RECORDS FOR THE EXERCISE

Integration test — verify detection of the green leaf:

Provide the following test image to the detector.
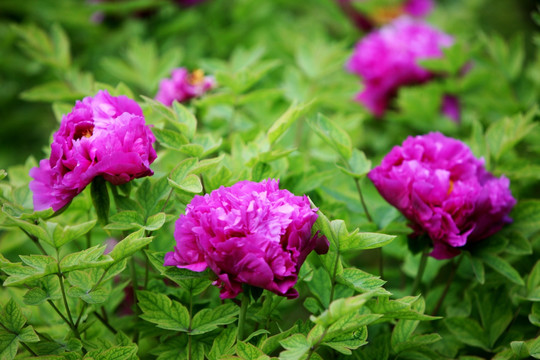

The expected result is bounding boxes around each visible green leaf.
[466,253,485,284]
[336,149,372,178]
[18,326,39,343]
[261,325,298,355]
[444,317,489,350]
[152,128,189,150]
[307,114,352,160]
[486,108,538,162]
[208,327,237,360]
[2,256,59,287]
[529,336,540,359]
[2,205,51,245]
[307,267,332,308]
[172,102,197,139]
[144,212,166,231]
[171,174,203,194]
[311,293,374,327]
[279,334,311,360]
[60,245,113,273]
[480,253,524,286]
[511,341,530,359]
[191,304,239,335]
[236,341,266,360]
[20,81,85,102]
[0,331,18,360]
[0,300,25,332]
[56,220,97,248]
[84,345,138,360]
[268,101,313,144]
[510,200,540,238]
[341,231,395,251]
[138,291,190,332]
[91,177,110,226]
[68,286,110,304]
[475,288,513,347]
[391,297,425,351]
[108,230,152,263]
[338,268,389,295]
[105,211,144,231]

PROBLEM DETAILS
Only lines holding the word "test" are wanted; list them all from the material.

REPLY TO THE EXERCISE
Integration test — verify detection of the green leaf:
Provide the following test image to the detector.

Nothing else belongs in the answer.